Render as a JSON list of strings each line from the beginning of the material through the line containing "234 68 L 228", both ends included. Use one string per line and omit blank lines.

— Outline labeling material —
============================================================
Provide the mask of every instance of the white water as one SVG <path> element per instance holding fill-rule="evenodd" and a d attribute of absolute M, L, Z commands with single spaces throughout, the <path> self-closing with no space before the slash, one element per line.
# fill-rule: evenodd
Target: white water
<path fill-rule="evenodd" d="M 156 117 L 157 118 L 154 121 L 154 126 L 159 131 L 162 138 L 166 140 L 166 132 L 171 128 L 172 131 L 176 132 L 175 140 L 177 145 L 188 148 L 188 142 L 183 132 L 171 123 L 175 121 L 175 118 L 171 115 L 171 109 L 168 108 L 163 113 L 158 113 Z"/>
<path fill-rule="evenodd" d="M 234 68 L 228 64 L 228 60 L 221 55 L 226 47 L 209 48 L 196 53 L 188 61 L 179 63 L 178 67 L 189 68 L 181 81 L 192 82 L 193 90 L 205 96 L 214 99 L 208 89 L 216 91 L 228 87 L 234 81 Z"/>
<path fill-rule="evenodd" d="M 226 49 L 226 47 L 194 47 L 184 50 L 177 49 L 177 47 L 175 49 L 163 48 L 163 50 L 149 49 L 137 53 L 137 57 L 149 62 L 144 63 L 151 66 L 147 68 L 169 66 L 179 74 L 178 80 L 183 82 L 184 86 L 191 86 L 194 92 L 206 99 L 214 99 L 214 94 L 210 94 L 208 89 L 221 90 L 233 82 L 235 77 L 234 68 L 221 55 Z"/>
============================================================
— Correct answer —
[
  "Provide the mask of every instance of the white water as one SVG <path> element per instance holding fill-rule=\"evenodd\" and a d attribute of absolute M, L, Z commands with single spaces throughout, the <path> self-closing with no space before the slash, one element per line.",
  "# fill-rule: evenodd",
  "Target: white water",
  "<path fill-rule=\"evenodd\" d=\"M 156 117 L 157 118 L 154 121 L 154 126 L 159 131 L 162 138 L 166 140 L 166 132 L 171 128 L 172 131 L 176 132 L 175 140 L 177 145 L 188 148 L 188 142 L 183 132 L 171 123 L 175 121 L 175 118 L 171 115 L 171 109 L 168 108 L 163 113 L 158 113 Z\"/>",
  "<path fill-rule=\"evenodd\" d=\"M 234 68 L 228 64 L 228 60 L 221 55 L 226 47 L 209 48 L 196 53 L 188 61 L 179 63 L 178 67 L 189 68 L 181 81 L 192 82 L 193 90 L 205 96 L 214 99 L 208 89 L 216 91 L 228 87 L 234 81 Z\"/>"
]